■ **Supplied passage**
## Start

The household income decile and status (dwelling owner or renter) from the survey were used to retrodict a plausible quarterly net income for 2000 (income available per time-step for the uses modelled, not total income) and liquid capital reserve.
Finally, the initial value-strength parameters (hedonic, biospheric and egoistic), were taken from distributions, which are model parameters. These distributions, and the parameters controlling the dynamics of value-strengths, are described below.
Input data
Input data to the model consists of time series of appliances that are available on the market, household income, energy prices, and any external (extra-community) influences on value-strengths.
The appliances available from 2000 to 2010 were obtained from the same source as that used during initialisation (Argos catalogues); household income from Horsfield (2011); and energy prices from UK Department of Energy and Climate Change time-series qep413.xls, qep555.xls and qep591.xls (this department no longer exists; copies of the files used are available from the authors). From 2011 onwards, the simulation scenario determines appliance availability, household income and energy prices. External influences on value-strengths are only applied during the post-2010 period, and again depend on the scenario.

## End

■ **Stated exercise 1**
Answer these questions from the passage on the model's input data:
(a) Which two survey items were used to retrodict a plausible quarterly net income for 2000?
(b) What was the source of the appliances available from 2000 to 2010?
(c) From which year does the simulation scenario set appliance availability, household income and energy prices?
■ **Stated exercise 2**
According to the passage on the model's input data, why do the authors offer copies of the energy price files?
■ **Stated exercise 3**
Write the next part of the passage on the model's input data, picking up after its final sentence.

Entries drawn from a collection
## Start

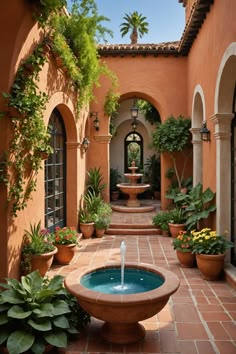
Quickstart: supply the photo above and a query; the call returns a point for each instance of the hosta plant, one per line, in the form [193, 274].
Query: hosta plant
[35, 312]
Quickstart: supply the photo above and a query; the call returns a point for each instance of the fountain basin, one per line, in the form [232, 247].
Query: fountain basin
[133, 191]
[122, 312]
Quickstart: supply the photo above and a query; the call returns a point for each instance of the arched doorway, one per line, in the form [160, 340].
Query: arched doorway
[55, 175]
[133, 150]
[233, 180]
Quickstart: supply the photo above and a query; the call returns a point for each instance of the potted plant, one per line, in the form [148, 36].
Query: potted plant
[115, 178]
[37, 312]
[103, 219]
[177, 220]
[183, 244]
[87, 214]
[198, 205]
[173, 137]
[210, 251]
[38, 249]
[66, 241]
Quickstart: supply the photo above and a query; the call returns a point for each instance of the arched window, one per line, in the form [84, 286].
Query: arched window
[55, 175]
[233, 180]
[133, 150]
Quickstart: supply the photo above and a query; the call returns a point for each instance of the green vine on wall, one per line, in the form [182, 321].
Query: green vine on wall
[73, 38]
[22, 161]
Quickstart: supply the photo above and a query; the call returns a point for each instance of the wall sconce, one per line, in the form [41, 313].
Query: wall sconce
[205, 133]
[85, 144]
[96, 122]
[134, 111]
[134, 124]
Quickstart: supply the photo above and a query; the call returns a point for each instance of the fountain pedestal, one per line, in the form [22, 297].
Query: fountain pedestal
[121, 333]
[133, 188]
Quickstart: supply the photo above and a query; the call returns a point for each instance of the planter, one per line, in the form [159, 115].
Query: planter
[175, 229]
[65, 253]
[186, 259]
[210, 266]
[87, 229]
[42, 262]
[99, 232]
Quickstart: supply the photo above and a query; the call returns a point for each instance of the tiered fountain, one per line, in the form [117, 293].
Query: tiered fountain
[133, 189]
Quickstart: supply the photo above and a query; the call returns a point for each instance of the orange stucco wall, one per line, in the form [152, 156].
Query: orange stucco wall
[167, 82]
[18, 38]
[215, 35]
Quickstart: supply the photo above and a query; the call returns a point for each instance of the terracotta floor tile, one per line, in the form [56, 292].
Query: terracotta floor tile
[185, 313]
[215, 316]
[191, 331]
[226, 347]
[168, 342]
[205, 347]
[217, 330]
[187, 347]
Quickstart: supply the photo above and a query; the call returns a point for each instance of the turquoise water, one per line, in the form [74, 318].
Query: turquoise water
[109, 281]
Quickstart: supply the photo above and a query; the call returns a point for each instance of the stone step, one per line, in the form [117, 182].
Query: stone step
[131, 226]
[133, 231]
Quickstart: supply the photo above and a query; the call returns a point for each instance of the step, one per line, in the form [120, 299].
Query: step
[131, 226]
[133, 231]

## End

■ **Exercise output 1**
(a) The household income decile and status (dwelling owner or renter).
(b) Argos catalogues, the same source used during initialisation.
(c) From 2011 onwards.

■ **Exercise output 2**
The energy prices came from time series published by the UK Department of Energy and Climate Change, and that department no longer exists. The authors therefore supply copies of the files they used.

■ **Exercise output 3**
Submodels
The most relevant submodels are described in the next section. Others, described in Gotts et al. (2014) cover appliance entry into the market and the breakdown and the replacement of essential appliances.
Goal-Frame Choice and Value Strength Dynamics
Goal-framing theory posits that decisions and actions are strongly influenced by the currently “focal” goal-frame. Each possible goal-frame is linked to a group of values, of which three are relevant in CEDSS: egoistic values (associated with the gain goal-frame) concern prosperity and financial security, hedonic values immediate pleasure (enjoy goal-frame), and biospheric values, care for the environment (sustain goal-frame). The need to distinguish hedonic from egoistic values in the context of environmentally relevant behaviours, although both prioritise individual over collective interests, is argued by Steg et al. (2014). Goal-framing theory includes a fourth group of values: the altruistic. We subsume altruistic values (Lindenberg and Steg 2007; Steg et al. 2014) into biospheric ones; reducing energy demand out of environmental concern can be regarded as motivated by altruistic as well as by biospheric values, indeed it is not clear that the two can be separated in this context. (In other contexts, an action may only express one of the two sets of values, or they may even conflict, for example if it is proposed to build much-needed affordable housing on a site where a rare species breeds.)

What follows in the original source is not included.